Conformément à l’alinéa 108(3)g) du Règlement, le Rapport du vérificateur général du Canada de novembre 2006 a été renvoyé au Comité permanent des comptes publics de la Chambre des communes. Le 21 février 2007, le Comité a examiné le chapitre 9 de ce rapport, L'administration des régimes de retraite et d'assurances - Gendarmerie royale du Canada. Il s’est réuni avec divers responsables, nommément, du Bureau du vérificateur général du Canada : Hugh McRoberts, vérificateur général adjoint; Gordon Stock, directeur principal; de la Gendarmerie royale du Canada : Beverley Busson, commissaire; Barbara George, sous-commissaire, Ressources humaines; Paul Gauvin, sous-commissaire, Gestion générale et contrôle; Brian Aiken, chef de la vérification interne; du Service de police d’Ottawa : Vince Bevan, chef; Vince Westwick, conseiller; du Secrétariat du Conseil du Trésor : Phil Charko, secrétaire adjoint, Secteur des pensions et avantages sociaux.

À cette audience, on a demandé à la sous-commissaire George qui avait ordonné le présumé congédiement du sergent d’état-major Mike Frizzell de l’enquête du Service de police d’Ottawa connue sous le nom de Project Probity sur des allégations de fraude et d’abus dans la gestion des régimes de retraite et d’assurances de la GRC. La sous-commissaire George a nié toute intervention et déclaré qu’elle ne savait pas qui avait ordonné le congédiement du sergent d’état major Frizzell.

Le Comité des comptes publics a par la suite invité d’autres témoins à comparaître devant lui le 28 mars 2007, nommément : le sergent d’état-major Ron Lewis, le sergent d’état-major Mike Frizzell, le surintendant en chef Fraser Macaulay, le commissaire adjoint David Gork, le sergent d’état-major Steve Walker et Denise Revine. Le 26 mars 2007, deux jours avant l’audience, la commissaire intérimaire s’est réunie avec eux. Suite à cette réunion, la commissaire Busson a demandé à la sous-commissaire George de quitter son poste de sous-commissaire aux Ressources humaines et de partir en congé de préretraite et d’étude.

À l’audience du 28 mars 2007, le Comité a reçu des témoignages qui semblaient contredire le témoignage de la sous-commissaire George en date du 21 février 2007. Des témoins ont prétendu que la sous-commissaire George avait pris part au congédiement du sergent d’état-major Frizzell, ce que corroboraient plusieurs courriels. Le 29 mars 2007, la commissaire Busson a suspendu la sous-commissaire George de son poste et ouvert une enquête interne pour déterminer si elle avait ou non violé le Code de déontologie de la GRC. Le 3 avril 2007, le surintendant principal Bob Paulson, l’agent de la GRC chargé de mener l’enquête disciplinaire interne, a ouvert une enquête criminelle sur l’allégation que la sous-commissaire George avait violé l’article 131 du Code criminel du Canada, à savoir qu’elle se serait parjurée en faisant une fausse déclaration sous serment.

Lignes fournies:

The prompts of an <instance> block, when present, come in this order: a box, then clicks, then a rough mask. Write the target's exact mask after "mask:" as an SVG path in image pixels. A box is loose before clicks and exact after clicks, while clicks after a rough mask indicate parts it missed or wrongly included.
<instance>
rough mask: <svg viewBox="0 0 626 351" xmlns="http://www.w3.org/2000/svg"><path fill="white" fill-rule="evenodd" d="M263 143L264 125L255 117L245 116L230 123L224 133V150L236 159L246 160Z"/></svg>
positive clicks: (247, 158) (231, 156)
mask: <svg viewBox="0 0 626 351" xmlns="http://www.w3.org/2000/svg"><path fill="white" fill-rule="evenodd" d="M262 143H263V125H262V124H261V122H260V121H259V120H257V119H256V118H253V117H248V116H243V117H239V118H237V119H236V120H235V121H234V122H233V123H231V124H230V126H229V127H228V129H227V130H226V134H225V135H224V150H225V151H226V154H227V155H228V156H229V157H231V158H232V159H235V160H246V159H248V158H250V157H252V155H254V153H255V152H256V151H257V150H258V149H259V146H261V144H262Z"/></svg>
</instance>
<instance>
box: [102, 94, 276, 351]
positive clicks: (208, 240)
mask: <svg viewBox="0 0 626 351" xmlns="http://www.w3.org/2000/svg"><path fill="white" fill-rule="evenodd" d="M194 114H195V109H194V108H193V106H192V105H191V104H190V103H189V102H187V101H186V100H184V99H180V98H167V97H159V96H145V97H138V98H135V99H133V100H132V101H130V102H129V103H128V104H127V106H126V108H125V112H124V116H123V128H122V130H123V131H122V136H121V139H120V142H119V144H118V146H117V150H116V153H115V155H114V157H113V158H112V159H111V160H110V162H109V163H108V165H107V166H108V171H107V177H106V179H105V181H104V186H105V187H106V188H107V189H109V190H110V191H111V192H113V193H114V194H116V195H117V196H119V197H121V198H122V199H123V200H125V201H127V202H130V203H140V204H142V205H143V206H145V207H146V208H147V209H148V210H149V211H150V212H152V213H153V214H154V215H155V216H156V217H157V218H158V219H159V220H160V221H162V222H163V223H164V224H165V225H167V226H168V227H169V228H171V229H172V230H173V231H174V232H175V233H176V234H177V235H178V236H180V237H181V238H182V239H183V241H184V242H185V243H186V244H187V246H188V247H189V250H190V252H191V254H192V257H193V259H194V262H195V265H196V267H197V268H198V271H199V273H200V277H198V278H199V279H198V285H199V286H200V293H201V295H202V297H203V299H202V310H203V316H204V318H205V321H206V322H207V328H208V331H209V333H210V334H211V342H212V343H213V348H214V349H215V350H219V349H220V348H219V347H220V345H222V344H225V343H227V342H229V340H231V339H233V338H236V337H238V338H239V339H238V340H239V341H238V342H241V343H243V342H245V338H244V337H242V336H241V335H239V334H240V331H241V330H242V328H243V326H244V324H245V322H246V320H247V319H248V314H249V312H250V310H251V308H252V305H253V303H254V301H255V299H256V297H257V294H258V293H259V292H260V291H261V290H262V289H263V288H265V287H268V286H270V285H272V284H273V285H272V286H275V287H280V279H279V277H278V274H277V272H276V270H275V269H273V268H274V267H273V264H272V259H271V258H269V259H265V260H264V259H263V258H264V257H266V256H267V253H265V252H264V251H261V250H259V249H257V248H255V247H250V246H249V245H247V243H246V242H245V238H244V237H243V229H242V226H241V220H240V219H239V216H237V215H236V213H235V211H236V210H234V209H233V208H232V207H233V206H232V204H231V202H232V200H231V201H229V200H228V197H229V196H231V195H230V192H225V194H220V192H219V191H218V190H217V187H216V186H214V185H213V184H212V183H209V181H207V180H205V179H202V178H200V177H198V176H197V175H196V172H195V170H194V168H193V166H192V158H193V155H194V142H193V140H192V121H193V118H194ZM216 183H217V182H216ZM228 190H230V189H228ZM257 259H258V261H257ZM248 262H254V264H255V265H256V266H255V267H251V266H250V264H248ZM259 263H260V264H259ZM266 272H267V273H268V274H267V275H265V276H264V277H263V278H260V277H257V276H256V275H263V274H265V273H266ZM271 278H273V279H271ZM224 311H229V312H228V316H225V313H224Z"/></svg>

À compléter:
[1] Dites si chacune des affirmations suivantes concorde avec le texte sur la GRC, en répondant par oui ou par non et en citant les mots décisifs du texte : (a) le Comité a examiné le chapitre 9 du rapport le 21 février 2007 ; (b) la sous-commissaire George a déclaré savoir qui avait ordonné le congédiement du sergent d’état-major Frizzell ; (c) l’enquête criminelle a été ouverte le 29 mars 2007.
[2] Poursuivez le texte sur la GRC après sa dernière phrase.
Les lignes fournies constituent un matériau à part, sans rapport avec le texte sur la GRC.

Corrigé:
[1]
(a) Oui : « Le 21 février 2007, le Comité a examiné le chapitre 9 de ce rapport ».
(b) Non : « qu’elle ne savait pas qui avait ordonné le congédiement du sergent d’état major Frizzell ».
(c) Non : « Le 3 avril 2007, le surintendant principal Bob Paulson, l’agent de la GRC chargé de mener l’enquête disciplinaire interne, a ouvert une enquête criminelle ».

[2]
La sous-commissaire George a par la suite demandé à la Cour fédérale de mettre fin à ces deux enquêtes et de les déclarer invalides au motif que le privilège parlementaire protège les déclarations faites devant le Comité des comptes publics. Dans la décision qu’elle a rendue publique le 29 mai 2007, la juge de la Cour fédérale Danièle Tremblay-Lamer confirme le principe du privilège parlementaire et ordonne à la GRC de mettre fin à l’enquête déontologique relativement au témoignage devant le Comité des comptes publics. Elle écrit ceci :

[traduction] En ouvrant une enquête interne sur la question de parjure devant la Chambre avant que la Chambre elle-même ne la tranche, les tribunaux ou la commissaire de la GRC s’ingèrent dans un domaine où le Parlement a compétence exclusive[1].

La Cour fédérale juge qu’elle n’est pas compétente pour statuer si le privilège parlementaire s’applique aux enquêtes policières vu que ces enquêtes relèvent de la compétence des cours supérieures provinciales. Elle souligne cependant que, dans le contexte des enquêtes et des poursuites : « [traduction] Il est clair que toute question liée au privilège parlementaire reste posée[2]. »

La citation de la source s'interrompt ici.